:: What the exercise asks ::
Restate the entries below word for word, leaving nothing out.

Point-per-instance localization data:
***

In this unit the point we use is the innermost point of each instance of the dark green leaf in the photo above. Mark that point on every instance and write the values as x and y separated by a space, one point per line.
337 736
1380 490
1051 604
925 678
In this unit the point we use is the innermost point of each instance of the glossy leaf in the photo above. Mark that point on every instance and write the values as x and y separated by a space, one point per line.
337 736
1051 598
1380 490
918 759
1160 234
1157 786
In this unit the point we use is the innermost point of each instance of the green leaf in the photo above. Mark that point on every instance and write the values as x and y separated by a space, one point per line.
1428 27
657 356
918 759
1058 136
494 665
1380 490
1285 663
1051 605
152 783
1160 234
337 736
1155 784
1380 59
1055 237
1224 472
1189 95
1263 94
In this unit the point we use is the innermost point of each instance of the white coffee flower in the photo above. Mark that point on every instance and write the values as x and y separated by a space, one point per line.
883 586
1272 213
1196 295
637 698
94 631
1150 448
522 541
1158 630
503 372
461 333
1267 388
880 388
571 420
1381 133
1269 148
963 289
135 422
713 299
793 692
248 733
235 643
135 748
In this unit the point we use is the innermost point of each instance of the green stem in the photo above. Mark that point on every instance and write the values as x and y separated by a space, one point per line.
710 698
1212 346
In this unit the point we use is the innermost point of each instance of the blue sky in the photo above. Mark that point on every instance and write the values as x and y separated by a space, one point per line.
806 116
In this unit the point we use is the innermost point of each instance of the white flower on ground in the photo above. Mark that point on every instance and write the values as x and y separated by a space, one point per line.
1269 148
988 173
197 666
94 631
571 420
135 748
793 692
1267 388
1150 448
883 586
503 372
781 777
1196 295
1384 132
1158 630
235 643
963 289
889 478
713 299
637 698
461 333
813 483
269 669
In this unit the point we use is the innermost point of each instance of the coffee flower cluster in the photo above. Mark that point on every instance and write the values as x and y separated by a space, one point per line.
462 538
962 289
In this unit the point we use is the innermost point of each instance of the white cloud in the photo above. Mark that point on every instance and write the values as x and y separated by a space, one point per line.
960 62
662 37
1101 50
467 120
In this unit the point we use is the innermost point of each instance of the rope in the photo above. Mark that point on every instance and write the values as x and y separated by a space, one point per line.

***

:: Answer area ::
In this unit the point we use is the innermost point of each instance of the dark green leaf in the photo above. Mark that point on every instance and write the values as x and y separated by a space, one point per line.
337 736
1380 490
1051 604
925 678
In this unit the point we use is the innermost point of each instance of the glossy leaf in the photo above. Mark that point on every instance and write the values as x and y separated by a space, one point per line.
337 736
1051 598
1380 490
918 759
1160 234
1157 786
In this unit the point we use is the innermost point of each instance of the green leaf in the photo above. Mark that point on every instance and write the values as x and y separated by a space, one point per line.
1428 27
657 356
918 759
1058 136
494 665
1380 490
1285 663
1051 605
152 783
1160 234
337 736
1155 784
1380 59
1055 237
1224 472
1189 95
1263 94
In this unit the point we use is the innermost point of each instance of the white coffee flower in the photo above. Mark that point on every instance and write the values as x and y separated by a space, one point per line.
883 586
1272 213
1196 295
637 698
94 631
1150 448
522 541
1158 630
503 372
461 333
1267 388
880 388
571 420
1381 133
1269 148
963 289
135 422
713 299
793 692
248 733
235 643
135 748
In this unit the point we use is the innermost point of each instance of the green stem in the photo above. Mark that point on every instance and write the values as x and y separated by a space, one point per line.
710 698
1212 346
In this unit the point we use is the innermost point of each instance of the blue sky in the photo above. Mark that point on every instance and write the values as x and y separated by a space, one point per line.
806 116
In this unit the point we use is the innermost point of each instance of the white flower on ground in the photo above. Mark that point on every instance and write the values as x and y separated by a space, one point per line.
1269 148
988 173
197 666
94 631
571 420
135 748
793 692
1267 388
1150 448
883 586
503 372
781 777
1196 295
1384 132
1158 630
235 643
963 289
889 478
713 299
637 698
461 333
813 483
269 669
In this unit the point we use is the innermost point of each instance of the coffee flower cluster in the photo above. Mark that point on every instance and write the values as x and y separated by a space, one point per line.
462 538
962 289
In this unit the point we use is the innermost point of each instance of the white cloud in the photo above. Mark that point on every instance and write the values as x and y separated by a space, one point per line.
960 62
662 37
1101 50
467 120
In this unit the point we use is the innermost point of each instance of the rope in the photo above. Mark that point on every instance and write the values as x and y separated by a space, one point per line.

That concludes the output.